Kopfüber stürzen wir in die Welt des Romans, rauschen wir von den Enden der Erzählung her zurück an ihre Ursprünge. Am Anfang des Films treffen wir die bereits erwachsene Jo March (Saoirse Ronan) in New York, wo sie sich als Autorin abenteuerlicher Spionagegeschichten verdingt. Amy, die jüngste, frönt in Paris der Malerei und der feinen Gesellschaft. Meg, die unverbesserliche Romantikerin, und Beth, die nichts will im Leben als im Kreis der Familie Klavier zu spielen, sind im bukolischen Concord geblieben, die eine frisch vermählt mit einem mittellosen Tutor, die andere todgeweiht im Krankenbett. Von hier geht es zurück zur gemeinsamen Kindheit, als die vier Schwestern arm, aber wohlauf unter einem Dach lebten, voll der Nächstenliebe und des Tatendrangs, an der Seite ihrer gütigen Mutter, genannt "Marmie" (Laura Dern), und in Erwartung der Rückkehr des Vaters aus dem Krieg.
● ● ● ●
**DEINE AUFGABE**. Drucke aus dem Textauszug über die Verfilmung die Stelle von „Kopfüber stürzen wir“ bis „aus dem Krieg.“ wortgetreu ab.
● ● ● ●
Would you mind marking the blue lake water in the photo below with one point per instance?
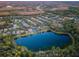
(43, 41)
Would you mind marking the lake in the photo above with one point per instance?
(43, 40)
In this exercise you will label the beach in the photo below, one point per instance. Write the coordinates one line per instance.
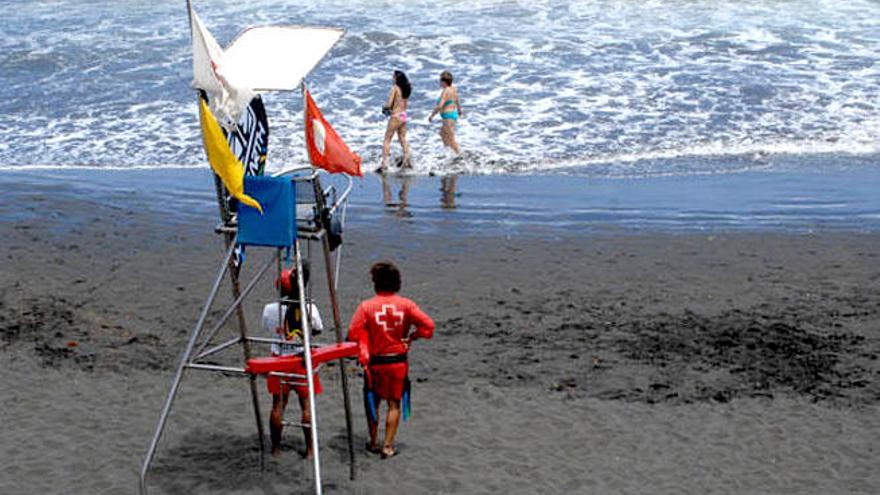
(609, 361)
(654, 268)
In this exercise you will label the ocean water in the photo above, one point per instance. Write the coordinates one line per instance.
(620, 103)
(598, 87)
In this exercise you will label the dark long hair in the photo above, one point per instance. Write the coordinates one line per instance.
(402, 82)
(293, 295)
(386, 277)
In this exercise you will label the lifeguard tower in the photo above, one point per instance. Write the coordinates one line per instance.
(287, 212)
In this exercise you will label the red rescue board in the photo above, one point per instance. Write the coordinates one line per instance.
(296, 364)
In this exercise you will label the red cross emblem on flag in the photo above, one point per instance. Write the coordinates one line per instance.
(389, 318)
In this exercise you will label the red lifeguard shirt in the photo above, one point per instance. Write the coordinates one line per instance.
(380, 324)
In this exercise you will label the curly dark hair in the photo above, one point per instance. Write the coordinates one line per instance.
(386, 277)
(402, 82)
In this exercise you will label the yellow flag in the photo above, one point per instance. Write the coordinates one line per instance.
(224, 163)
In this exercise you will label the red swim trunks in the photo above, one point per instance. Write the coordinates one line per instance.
(276, 385)
(387, 380)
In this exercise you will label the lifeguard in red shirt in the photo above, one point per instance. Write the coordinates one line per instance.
(381, 327)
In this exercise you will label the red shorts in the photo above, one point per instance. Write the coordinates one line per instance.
(276, 386)
(388, 380)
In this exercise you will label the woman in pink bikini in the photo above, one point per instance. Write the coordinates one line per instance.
(395, 109)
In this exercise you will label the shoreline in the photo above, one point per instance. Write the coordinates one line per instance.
(687, 362)
(798, 200)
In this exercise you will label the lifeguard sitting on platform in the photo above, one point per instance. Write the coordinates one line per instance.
(381, 327)
(289, 328)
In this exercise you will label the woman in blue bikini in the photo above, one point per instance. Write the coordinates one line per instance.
(449, 109)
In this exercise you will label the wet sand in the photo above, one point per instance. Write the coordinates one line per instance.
(599, 363)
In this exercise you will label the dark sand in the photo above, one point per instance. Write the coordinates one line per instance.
(632, 363)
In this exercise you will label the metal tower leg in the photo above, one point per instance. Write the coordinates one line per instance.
(246, 350)
(328, 263)
(310, 371)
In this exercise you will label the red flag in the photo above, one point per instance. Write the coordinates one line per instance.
(326, 149)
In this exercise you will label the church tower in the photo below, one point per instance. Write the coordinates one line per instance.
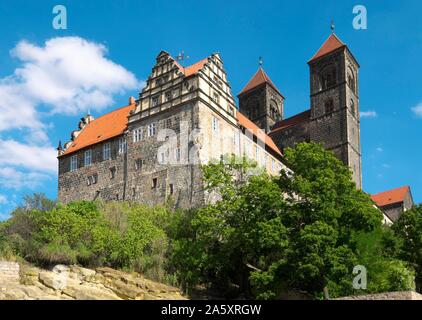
(261, 101)
(334, 118)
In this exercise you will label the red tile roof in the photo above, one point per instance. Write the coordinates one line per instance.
(292, 121)
(391, 196)
(103, 128)
(248, 124)
(331, 44)
(259, 78)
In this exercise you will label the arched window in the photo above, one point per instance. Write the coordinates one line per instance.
(328, 77)
(274, 111)
(351, 80)
(253, 108)
(352, 107)
(329, 106)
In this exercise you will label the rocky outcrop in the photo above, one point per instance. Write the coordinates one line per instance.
(26, 282)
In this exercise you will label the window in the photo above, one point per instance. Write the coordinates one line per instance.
(155, 101)
(92, 179)
(177, 154)
(352, 107)
(236, 139)
(215, 125)
(216, 97)
(137, 135)
(351, 80)
(122, 145)
(106, 151)
(328, 77)
(74, 163)
(138, 164)
(168, 95)
(274, 111)
(88, 158)
(176, 93)
(329, 106)
(152, 129)
(112, 172)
● ● ● ●
**LÖSUNG**.
Kopfüber stürzen wir in die Welt des Romans, rauschen wir von den Enden der Erzählung her zurück an ihre Ursprünge. Am Anfang des Films treffen wir die bereits erwachsene Jo March (Saoirse Ronan) in New York, wo sie sich als Autorin abenteuerlicher Spionagegeschichten verdingt. Amy, die jüngste, frönt in Paris der Malerei und der feinen Gesellschaft. Meg, die unverbesserliche Romantikerin, und Beth, die nichts will im Leben als im Kreis der Familie Klavier zu spielen, sind im bukolischen Concord geblieben, die eine frisch vermählt mit einem mittellosen Tutor, die andere todgeweiht im Krankenbett. Von hier geht es zurück zur gemeinsamen Kindheit, als die vier Schwestern arm, aber wohlauf unter einem Dach lebten, voll der Nächstenliebe und des Tatendrangs, an der Seite ihrer gütigen Mutter, genannt "Marmie" (Laura Dern), und in Erwartung der Rückkehr des Vaters aus dem Krieg.